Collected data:
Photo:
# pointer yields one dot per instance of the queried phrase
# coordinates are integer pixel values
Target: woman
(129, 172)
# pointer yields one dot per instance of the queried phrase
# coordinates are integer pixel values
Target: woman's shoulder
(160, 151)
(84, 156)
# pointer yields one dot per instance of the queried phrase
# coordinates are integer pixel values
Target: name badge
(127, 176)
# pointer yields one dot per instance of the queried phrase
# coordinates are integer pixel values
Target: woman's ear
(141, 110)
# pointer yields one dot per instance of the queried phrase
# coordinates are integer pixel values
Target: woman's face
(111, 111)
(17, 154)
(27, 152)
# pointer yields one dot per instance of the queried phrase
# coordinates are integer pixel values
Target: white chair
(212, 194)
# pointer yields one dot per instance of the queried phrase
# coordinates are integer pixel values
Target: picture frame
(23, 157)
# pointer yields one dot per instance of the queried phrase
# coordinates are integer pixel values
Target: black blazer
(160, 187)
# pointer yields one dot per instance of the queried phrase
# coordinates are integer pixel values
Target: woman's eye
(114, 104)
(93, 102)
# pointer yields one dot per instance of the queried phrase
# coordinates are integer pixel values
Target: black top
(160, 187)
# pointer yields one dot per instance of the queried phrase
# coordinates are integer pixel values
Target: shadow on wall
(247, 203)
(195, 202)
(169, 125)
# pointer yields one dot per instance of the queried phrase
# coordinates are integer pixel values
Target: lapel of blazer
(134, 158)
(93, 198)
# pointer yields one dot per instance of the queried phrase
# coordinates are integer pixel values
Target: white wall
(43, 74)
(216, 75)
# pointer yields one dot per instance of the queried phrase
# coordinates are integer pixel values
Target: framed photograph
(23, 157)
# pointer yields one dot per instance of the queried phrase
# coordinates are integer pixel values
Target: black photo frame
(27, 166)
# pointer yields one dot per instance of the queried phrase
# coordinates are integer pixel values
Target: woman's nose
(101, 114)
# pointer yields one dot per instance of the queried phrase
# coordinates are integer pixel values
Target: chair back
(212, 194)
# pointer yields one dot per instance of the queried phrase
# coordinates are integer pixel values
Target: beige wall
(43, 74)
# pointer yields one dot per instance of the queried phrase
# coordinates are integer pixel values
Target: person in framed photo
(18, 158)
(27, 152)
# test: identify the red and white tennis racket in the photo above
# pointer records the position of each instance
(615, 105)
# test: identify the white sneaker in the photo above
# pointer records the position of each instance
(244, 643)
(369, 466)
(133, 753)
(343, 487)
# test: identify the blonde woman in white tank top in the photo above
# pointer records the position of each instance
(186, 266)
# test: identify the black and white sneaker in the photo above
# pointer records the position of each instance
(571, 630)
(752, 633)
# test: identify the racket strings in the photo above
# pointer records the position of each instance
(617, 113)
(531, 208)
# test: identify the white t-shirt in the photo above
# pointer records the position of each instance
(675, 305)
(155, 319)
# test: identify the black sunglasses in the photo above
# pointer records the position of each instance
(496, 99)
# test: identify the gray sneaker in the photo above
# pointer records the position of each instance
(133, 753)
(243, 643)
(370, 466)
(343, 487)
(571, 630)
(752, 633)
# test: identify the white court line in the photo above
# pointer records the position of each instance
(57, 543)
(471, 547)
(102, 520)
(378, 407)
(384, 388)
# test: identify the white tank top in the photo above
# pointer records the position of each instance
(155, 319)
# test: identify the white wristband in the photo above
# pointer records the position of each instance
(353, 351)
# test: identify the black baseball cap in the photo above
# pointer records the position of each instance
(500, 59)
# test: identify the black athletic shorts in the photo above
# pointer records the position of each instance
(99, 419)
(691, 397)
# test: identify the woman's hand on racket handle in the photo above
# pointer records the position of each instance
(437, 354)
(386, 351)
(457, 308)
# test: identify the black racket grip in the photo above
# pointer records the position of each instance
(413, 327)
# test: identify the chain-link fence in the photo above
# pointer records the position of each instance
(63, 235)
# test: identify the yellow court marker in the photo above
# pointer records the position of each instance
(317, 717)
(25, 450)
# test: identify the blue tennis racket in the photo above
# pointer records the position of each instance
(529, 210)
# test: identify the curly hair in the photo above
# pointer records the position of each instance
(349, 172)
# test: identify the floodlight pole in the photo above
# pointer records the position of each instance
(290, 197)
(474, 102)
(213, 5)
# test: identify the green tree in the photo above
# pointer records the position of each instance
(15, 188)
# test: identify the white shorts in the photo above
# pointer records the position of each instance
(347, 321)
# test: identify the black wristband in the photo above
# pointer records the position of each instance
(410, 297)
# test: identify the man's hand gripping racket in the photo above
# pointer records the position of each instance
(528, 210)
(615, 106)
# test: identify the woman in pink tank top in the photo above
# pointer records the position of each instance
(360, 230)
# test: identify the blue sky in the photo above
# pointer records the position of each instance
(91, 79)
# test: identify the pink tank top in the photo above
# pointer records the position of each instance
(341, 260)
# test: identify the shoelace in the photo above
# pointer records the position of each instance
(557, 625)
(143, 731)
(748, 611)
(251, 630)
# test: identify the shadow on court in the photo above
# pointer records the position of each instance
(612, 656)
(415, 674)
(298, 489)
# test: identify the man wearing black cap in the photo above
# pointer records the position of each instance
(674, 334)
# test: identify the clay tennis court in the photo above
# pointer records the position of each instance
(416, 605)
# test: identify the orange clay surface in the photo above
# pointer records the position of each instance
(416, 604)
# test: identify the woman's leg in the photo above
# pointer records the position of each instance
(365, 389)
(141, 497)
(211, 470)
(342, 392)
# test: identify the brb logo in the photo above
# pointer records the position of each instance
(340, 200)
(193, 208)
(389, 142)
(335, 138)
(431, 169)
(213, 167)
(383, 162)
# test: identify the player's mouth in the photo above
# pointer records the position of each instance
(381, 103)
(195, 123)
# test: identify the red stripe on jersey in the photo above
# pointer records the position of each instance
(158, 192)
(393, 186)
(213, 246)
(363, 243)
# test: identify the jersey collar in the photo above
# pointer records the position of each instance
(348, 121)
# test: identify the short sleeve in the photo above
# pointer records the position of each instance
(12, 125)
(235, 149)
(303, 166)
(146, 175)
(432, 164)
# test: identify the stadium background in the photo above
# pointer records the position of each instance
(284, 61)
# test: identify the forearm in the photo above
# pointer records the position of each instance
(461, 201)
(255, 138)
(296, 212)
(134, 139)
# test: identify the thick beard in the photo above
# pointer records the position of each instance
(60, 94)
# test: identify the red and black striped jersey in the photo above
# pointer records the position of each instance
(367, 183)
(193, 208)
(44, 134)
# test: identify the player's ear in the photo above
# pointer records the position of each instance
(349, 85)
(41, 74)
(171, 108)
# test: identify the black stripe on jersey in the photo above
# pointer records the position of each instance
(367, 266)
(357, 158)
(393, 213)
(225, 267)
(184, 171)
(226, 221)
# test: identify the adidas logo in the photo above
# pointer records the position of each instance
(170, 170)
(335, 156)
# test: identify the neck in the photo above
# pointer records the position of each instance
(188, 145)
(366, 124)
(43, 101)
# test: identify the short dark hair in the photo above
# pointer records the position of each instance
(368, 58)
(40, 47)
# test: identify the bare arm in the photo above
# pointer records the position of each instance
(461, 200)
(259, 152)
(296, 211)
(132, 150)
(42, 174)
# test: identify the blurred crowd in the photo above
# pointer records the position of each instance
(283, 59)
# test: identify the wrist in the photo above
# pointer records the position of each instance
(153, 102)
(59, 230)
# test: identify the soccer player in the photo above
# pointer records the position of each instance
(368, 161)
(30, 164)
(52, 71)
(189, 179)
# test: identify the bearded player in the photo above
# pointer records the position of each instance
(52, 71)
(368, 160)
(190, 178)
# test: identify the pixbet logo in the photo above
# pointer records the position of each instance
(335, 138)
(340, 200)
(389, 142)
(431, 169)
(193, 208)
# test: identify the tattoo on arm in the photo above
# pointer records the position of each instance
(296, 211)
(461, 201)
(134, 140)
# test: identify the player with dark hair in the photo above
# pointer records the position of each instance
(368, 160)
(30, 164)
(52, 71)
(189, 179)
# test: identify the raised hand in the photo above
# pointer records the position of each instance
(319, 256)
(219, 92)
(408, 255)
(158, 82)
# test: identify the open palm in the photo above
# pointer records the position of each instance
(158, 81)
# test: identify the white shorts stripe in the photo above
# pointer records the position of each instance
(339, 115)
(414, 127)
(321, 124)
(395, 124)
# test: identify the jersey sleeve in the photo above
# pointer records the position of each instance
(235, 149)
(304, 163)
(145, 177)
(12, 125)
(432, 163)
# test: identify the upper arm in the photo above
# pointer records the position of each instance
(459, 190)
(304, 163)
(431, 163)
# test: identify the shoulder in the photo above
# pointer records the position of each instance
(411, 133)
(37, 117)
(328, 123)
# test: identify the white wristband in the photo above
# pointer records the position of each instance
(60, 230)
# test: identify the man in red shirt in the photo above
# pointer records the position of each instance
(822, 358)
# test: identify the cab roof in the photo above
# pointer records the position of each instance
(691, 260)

WHAT THIS TASK INVOLVES: Write out exactly the lines from the line holding "# test: identify the tattoo" through the last line of the data, and nothing besides those lines.

WORKED ANSWER:
# test: identify the tattoo on arm in the photo above
# pointer records the position of each instance
(296, 211)
(461, 201)
(134, 140)
# test: identify the player with dark hair in the photo above
# pointer records the position of each instance
(368, 160)
(30, 164)
(52, 71)
(189, 179)
# test: identify the raised hand in the photo above
# pointer records the position of each instance
(319, 256)
(219, 92)
(408, 255)
(158, 82)
# test: identify the open palm in the photo above
# pointer records the position of each instance
(158, 81)
# test: identify the white shorts stripe in the photo above
# pointer records the position of each instance
(339, 115)
(414, 127)
(321, 124)
(395, 124)
# test: identify the jersey sleeve in the photo above
# pointer records the position of each instance
(235, 149)
(304, 163)
(145, 177)
(12, 125)
(432, 163)
# test: identify the upper arm in the photo above
# pointer records the position of each instance
(459, 190)
(304, 163)
(431, 163)
# test: identify the shoulder in the photo above
# pointer records the position of each instance
(411, 133)
(37, 117)
(328, 123)
# test: identify the white wristband in the photo above
# pointer records the position of each instance
(60, 230)
# test: identify the man in red shirt in the photo above
# pointer records the position of each instance
(822, 358)
# test: identify the cab roof in the photo above
# pointer records the position of each instance
(691, 260)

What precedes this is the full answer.